DOCUMENT EXCERPT:
* begin *
FERC Commissioner Cheryl LaFleur took time from a whirlwind listening tour of the Rocky Mountain region last week to visit the Colorado Public Utilities Commission and discuss the Mountain West Transmission Group’s desire to join SPP.

FERC SPP Colorado Public Utilities Commission Cheryl LaFleur Mountain West
FERC’s Cheryl LaFleur | © RTO Insider

Appearing Jan. 25 before the PUC’s fourth information session devoted to Mountain West’s pursuit of RTO membership, LaFleur recalled sitting in on what she said felt like the “100th meeting” of Mountain West stakeholders as they discussed the subject. SPP’s and Mountain West’s utilities are now deep into negotiations over membership, accelerating a process that began last January when the group announced its intention to join the RTO. (See SPP, Mountain West Resolving ‘Contentious’ Issues.)

“You don’t go out on 200 dates if you’re going to break up,” LaFleur said. “There’ve been 100 since then, so it’s starting to seem pretty real.”

FERC’s most senior commissioner addressed questions from Colorado regulators, industry representatives and consumer advocates about jurisdictional issues, consumer representation in SPP and the new opportunities presented to Mountain West by recent structural developments in the Western Interconnection.

“These are exactly the kind of questions you should be asking,” she said. “There’s no time like now to ask questions of SPP, [of] the utilities that are coming to you for the authority to do this — of whomever is involved in this, because you have a critical role to play in making sure that what happens is right for the people in Colorado.”

The PUC has jurisdictional authority over Xcel Energy’s Public Service Company of Colorado and Black Hills Energy, both Mountain West members.

No Rubber Stamp

Colorado Commissioner Frances Koncilja, who has been organizing the information sessions, said she will invite CAISO, Peak Reliability and PJM to a fifth forum, in either February or March, to explain “what they think they can do for Colorado citizens.”

“This is not a decision this commissioner is going to rubber stamp,” Koncilja said. “I want to know what all the alternatives are.”

While SPP is intent on becoming Mountain West’s reliability coordinator (RC), Peak Reliability, the group’s current RC, has recently proposed to offer market services in the Western Interconnection through a joint effort with PJM. Further complicating matters, CAISO has also given 18-months’ notice that it intends to leave Peak and offer its own reliability services for half the RC’s price. (See Peak, PJM Detail Western Market Proposal and CAISO to Depart Peak Reliability, Become RC.)

LaFleur said the prospect of multiple RCs in the West will require a concerted effort by regulators and others involved to maintain the “situational awareness” developed by years of having only one.

“It will take work with multiple RCs, but I suspect if we do the work right, it can be done in the same way as we have multiple RCs in the East,” she said. “It will take some careful work to make sure the situational awareness between RCs is sustained and that everyone’s treated fairly.”
* end *
STATED PROBLEM 1:
Print the part of the article on Mountain West and SPP starting at "FERC SPP Colorado" and ending at "Resolving ‘Contentious’ Issues.)".

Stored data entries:
* begin *
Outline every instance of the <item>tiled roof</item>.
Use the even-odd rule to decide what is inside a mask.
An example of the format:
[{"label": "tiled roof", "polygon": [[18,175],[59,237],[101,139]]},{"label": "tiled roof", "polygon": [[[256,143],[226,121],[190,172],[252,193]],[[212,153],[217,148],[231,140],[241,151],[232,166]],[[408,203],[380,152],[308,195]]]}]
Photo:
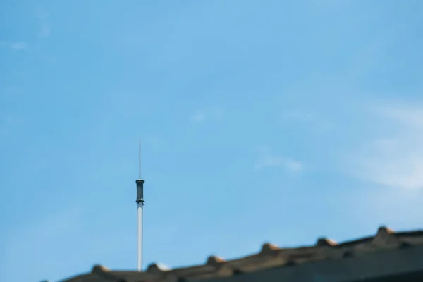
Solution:
[{"label": "tiled roof", "polygon": [[408,250],[415,246],[423,247],[423,230],[396,233],[388,228],[381,227],[374,236],[339,244],[324,238],[318,239],[314,245],[296,248],[279,248],[266,243],[259,252],[247,257],[224,260],[212,256],[204,264],[170,270],[159,264],[151,264],[144,272],[114,271],[102,266],[95,266],[91,273],[75,276],[63,282],[209,280],[269,269],[290,268],[316,262],[338,262],[351,257],[364,257],[367,255],[382,251]]}]

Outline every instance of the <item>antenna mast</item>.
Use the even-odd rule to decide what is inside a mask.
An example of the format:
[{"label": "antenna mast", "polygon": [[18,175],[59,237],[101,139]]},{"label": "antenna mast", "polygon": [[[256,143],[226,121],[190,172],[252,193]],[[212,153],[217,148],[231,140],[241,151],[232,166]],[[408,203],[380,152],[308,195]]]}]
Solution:
[{"label": "antenna mast", "polygon": [[141,136],[138,145],[138,179],[141,179]]},{"label": "antenna mast", "polygon": [[141,137],[138,154],[138,179],[137,183],[137,271],[142,271],[142,214],[144,209],[144,180],[141,179]]}]

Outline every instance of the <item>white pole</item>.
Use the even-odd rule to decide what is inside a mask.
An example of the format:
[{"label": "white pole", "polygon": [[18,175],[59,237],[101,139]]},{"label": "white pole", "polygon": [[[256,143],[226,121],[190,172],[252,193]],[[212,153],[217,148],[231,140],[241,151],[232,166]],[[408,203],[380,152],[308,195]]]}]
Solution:
[{"label": "white pole", "polygon": [[137,203],[137,271],[142,271],[142,208],[144,203],[140,202]]}]

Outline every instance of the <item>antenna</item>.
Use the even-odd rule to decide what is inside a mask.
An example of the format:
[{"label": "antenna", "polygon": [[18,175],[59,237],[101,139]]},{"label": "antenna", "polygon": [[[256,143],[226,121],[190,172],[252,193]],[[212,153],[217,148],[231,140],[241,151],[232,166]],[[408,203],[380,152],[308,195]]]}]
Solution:
[{"label": "antenna", "polygon": [[141,136],[138,147],[138,179],[137,184],[137,271],[142,271],[142,215],[144,209],[144,180],[141,179]]},{"label": "antenna", "polygon": [[138,145],[138,179],[141,179],[141,135]]}]

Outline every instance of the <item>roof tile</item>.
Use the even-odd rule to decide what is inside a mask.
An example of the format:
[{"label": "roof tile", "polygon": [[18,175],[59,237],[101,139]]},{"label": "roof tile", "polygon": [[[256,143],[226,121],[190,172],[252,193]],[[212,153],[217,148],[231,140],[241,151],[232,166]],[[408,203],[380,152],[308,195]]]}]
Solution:
[{"label": "roof tile", "polygon": [[[209,257],[204,264],[168,269],[160,264],[151,264],[145,272],[111,271],[96,265],[91,274],[75,276],[66,282],[123,281],[178,282],[207,278],[232,276],[275,267],[289,267],[326,259],[348,259],[378,252],[423,246],[423,230],[395,233],[382,226],[374,236],[337,244],[328,238],[319,238],[314,245],[297,248],[279,248],[265,243],[259,252],[235,259],[224,260]],[[185,280],[184,280],[185,279]]]}]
* end *
STATED PROBLEM 2:
Turn the rows starting at the line that contains "Outline every instance of the <item>roof" and ending at the last row into a two-column CSV with the columns instruction and polygons. Give one CSV line per row, with the row's text and its answer each in one quoted field and line breaks replaced by spaces.

REPLY 1:
FERC SPP Colorado Public Utilities Commission Cheryl LaFleur Mountain West
FERC’s Cheryl LaFleur | © RTO Insider

Appearing Jan. 25 before the PUC’s fourth information session devoted to Mountain West’s pursuit of RTO membership, LaFleur recalled sitting in on what she said felt like the “100th meeting” of Mountain West stakeholders as they discussed the subject. SPP’s and Mountain West’s utilities are now deep into negotiations over membership, accelerating a process that began last January when the group announced its intention to join the RTO. (See SPP, Mountain West Resolving ‘Contentious’ Issues.)

REPLY 2:
instruction,polygons
"Outline every instance of the <item>roof tile</item>. Use the even-odd rule to decide what is inside a mask. An example of the format: [{""label"": ""roof tile"", ""polygon"": [[18,175],[59,237],[101,139]]},{""label"": ""roof tile"", ""polygon"": [[[256,143],[226,121],[190,172],[252,193]],[[212,153],[217,148],[231,140],[241,151],[232,166]],[[408,203],[380,152],[308,195]]]}] Solution:","[{""label"": ""roof tile"", ""polygon"": [[[209,257],[204,264],[168,269],[160,264],[151,264],[145,272],[111,271],[96,265],[91,274],[75,276],[66,282],[123,281],[178,282],[207,278],[232,276],[275,267],[289,267],[326,259],[348,259],[378,252],[423,246],[423,230],[395,233],[382,226],[374,236],[337,244],[328,238],[319,238],[314,245],[297,248],[279,248],[265,243],[259,252],[235,259],[224,260]],[[185,280],[184,280],[185,279]]]}]"